What is needed: Your task is to transcribe the data in full.
_ _ _ _
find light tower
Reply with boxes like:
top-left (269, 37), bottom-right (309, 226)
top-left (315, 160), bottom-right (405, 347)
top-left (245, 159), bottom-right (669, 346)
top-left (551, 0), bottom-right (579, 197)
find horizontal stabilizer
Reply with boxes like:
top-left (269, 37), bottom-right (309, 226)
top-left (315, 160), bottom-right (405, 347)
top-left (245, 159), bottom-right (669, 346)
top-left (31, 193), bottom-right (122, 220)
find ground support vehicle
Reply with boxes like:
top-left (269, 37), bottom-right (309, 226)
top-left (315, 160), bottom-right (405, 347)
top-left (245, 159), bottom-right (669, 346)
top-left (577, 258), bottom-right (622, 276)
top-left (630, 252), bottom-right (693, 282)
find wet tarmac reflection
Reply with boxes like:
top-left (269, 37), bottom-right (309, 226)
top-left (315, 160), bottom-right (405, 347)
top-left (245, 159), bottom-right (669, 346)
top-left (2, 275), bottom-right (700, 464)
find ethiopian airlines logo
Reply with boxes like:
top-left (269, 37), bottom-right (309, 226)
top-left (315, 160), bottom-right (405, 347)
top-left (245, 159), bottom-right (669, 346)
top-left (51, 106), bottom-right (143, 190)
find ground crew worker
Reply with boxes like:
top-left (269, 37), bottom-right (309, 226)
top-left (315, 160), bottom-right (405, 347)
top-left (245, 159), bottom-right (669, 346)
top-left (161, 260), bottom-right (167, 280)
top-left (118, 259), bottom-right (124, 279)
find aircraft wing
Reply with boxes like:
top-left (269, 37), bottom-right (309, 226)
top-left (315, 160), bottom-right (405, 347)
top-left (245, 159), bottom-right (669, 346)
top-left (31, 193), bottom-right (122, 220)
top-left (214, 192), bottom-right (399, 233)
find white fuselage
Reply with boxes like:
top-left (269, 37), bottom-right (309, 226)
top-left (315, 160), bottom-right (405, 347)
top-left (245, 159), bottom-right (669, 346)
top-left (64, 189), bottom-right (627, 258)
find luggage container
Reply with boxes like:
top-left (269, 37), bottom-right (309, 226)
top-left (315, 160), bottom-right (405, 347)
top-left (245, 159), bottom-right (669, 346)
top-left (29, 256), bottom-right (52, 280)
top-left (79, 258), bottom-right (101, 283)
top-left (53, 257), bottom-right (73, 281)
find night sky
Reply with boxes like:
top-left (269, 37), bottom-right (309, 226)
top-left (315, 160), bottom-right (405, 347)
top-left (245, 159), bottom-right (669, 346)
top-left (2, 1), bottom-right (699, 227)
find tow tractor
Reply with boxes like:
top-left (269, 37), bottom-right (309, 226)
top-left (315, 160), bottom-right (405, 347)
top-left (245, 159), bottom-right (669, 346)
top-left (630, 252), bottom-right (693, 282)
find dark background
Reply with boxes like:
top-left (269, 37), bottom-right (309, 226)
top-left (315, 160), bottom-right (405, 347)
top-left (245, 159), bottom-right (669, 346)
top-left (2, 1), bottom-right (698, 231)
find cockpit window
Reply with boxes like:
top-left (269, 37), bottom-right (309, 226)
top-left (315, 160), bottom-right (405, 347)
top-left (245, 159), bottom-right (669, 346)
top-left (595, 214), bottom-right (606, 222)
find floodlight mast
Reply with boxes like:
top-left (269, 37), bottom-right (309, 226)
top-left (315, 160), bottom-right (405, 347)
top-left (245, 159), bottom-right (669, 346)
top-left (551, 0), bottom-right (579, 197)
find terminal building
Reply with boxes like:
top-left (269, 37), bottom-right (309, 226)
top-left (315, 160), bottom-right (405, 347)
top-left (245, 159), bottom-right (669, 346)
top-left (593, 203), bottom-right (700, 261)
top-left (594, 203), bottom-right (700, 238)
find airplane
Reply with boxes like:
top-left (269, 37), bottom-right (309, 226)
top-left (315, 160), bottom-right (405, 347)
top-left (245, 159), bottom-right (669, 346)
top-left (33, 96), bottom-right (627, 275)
_ _ _ _
Task output:
find light tower
Reply with boxes like:
top-left (269, 37), bottom-right (309, 226)
top-left (315, 160), bottom-right (405, 347)
top-left (245, 159), bottom-right (669, 346)
top-left (551, 0), bottom-right (579, 197)
find horizontal stabilizer
Reply with boxes like:
top-left (269, 37), bottom-right (309, 226)
top-left (315, 160), bottom-right (405, 347)
top-left (245, 159), bottom-right (669, 346)
top-left (31, 193), bottom-right (122, 220)
find ground support vehicle
Reply with boxes like:
top-left (269, 37), bottom-right (309, 226)
top-left (315, 160), bottom-right (405, 347)
top-left (245, 159), bottom-right (669, 346)
top-left (577, 258), bottom-right (622, 276)
top-left (630, 252), bottom-right (693, 282)
find wet tarmac reflection
Reply with boxes like:
top-left (269, 37), bottom-right (309, 226)
top-left (315, 160), bottom-right (405, 347)
top-left (245, 159), bottom-right (669, 346)
top-left (2, 275), bottom-right (700, 464)
find ethiopian airlines logo
Reply with boxes like:
top-left (269, 37), bottom-right (309, 226)
top-left (315, 160), bottom-right (405, 347)
top-left (245, 159), bottom-right (669, 346)
top-left (51, 106), bottom-right (143, 190)
find ground crew worker
Reply with boxes like:
top-left (269, 37), bottom-right (309, 226)
top-left (315, 160), bottom-right (405, 347)
top-left (245, 159), bottom-right (669, 346)
top-left (161, 260), bottom-right (167, 280)
top-left (118, 259), bottom-right (124, 279)
find aircraft wing
Reply with boxes like:
top-left (269, 37), bottom-right (309, 226)
top-left (315, 160), bottom-right (405, 347)
top-left (245, 159), bottom-right (669, 346)
top-left (31, 193), bottom-right (122, 220)
top-left (214, 192), bottom-right (399, 233)
find white fuselage
Reply with boxes like:
top-left (269, 37), bottom-right (309, 226)
top-left (315, 160), bottom-right (405, 347)
top-left (245, 159), bottom-right (669, 346)
top-left (64, 189), bottom-right (627, 258)
find luggage container
Reply with boxes like:
top-left (269, 37), bottom-right (309, 226)
top-left (315, 160), bottom-right (405, 347)
top-left (245, 159), bottom-right (669, 346)
top-left (29, 256), bottom-right (52, 280)
top-left (79, 258), bottom-right (101, 283)
top-left (53, 257), bottom-right (73, 281)
find night sky
Reply with boxes like:
top-left (269, 37), bottom-right (309, 226)
top-left (315, 160), bottom-right (405, 347)
top-left (245, 159), bottom-right (669, 346)
top-left (2, 1), bottom-right (699, 227)
find tow tractor
Reply with boxes like:
top-left (269, 37), bottom-right (309, 226)
top-left (315, 160), bottom-right (405, 347)
top-left (245, 159), bottom-right (669, 346)
top-left (630, 252), bottom-right (693, 282)
find dark background
Reply with boxes like:
top-left (269, 37), bottom-right (309, 226)
top-left (315, 160), bottom-right (405, 347)
top-left (245, 159), bottom-right (669, 346)
top-left (2, 1), bottom-right (698, 231)
find cockpit window
Reply with boxes like:
top-left (269, 37), bottom-right (309, 226)
top-left (315, 160), bottom-right (405, 347)
top-left (245, 159), bottom-right (669, 346)
top-left (595, 214), bottom-right (606, 222)
find floodlight mast
Reply with boxes like:
top-left (269, 37), bottom-right (309, 226)
top-left (315, 160), bottom-right (405, 347)
top-left (245, 159), bottom-right (669, 346)
top-left (551, 0), bottom-right (579, 197)
find terminal building
Reply with boxes like:
top-left (269, 37), bottom-right (309, 226)
top-left (315, 160), bottom-right (405, 347)
top-left (245, 159), bottom-right (669, 346)
top-left (593, 203), bottom-right (700, 261)
top-left (594, 203), bottom-right (700, 238)
find airplane
Reply with boxes like:
top-left (269, 37), bottom-right (309, 226)
top-left (315, 160), bottom-right (405, 347)
top-left (245, 159), bottom-right (669, 346)
top-left (33, 96), bottom-right (627, 275)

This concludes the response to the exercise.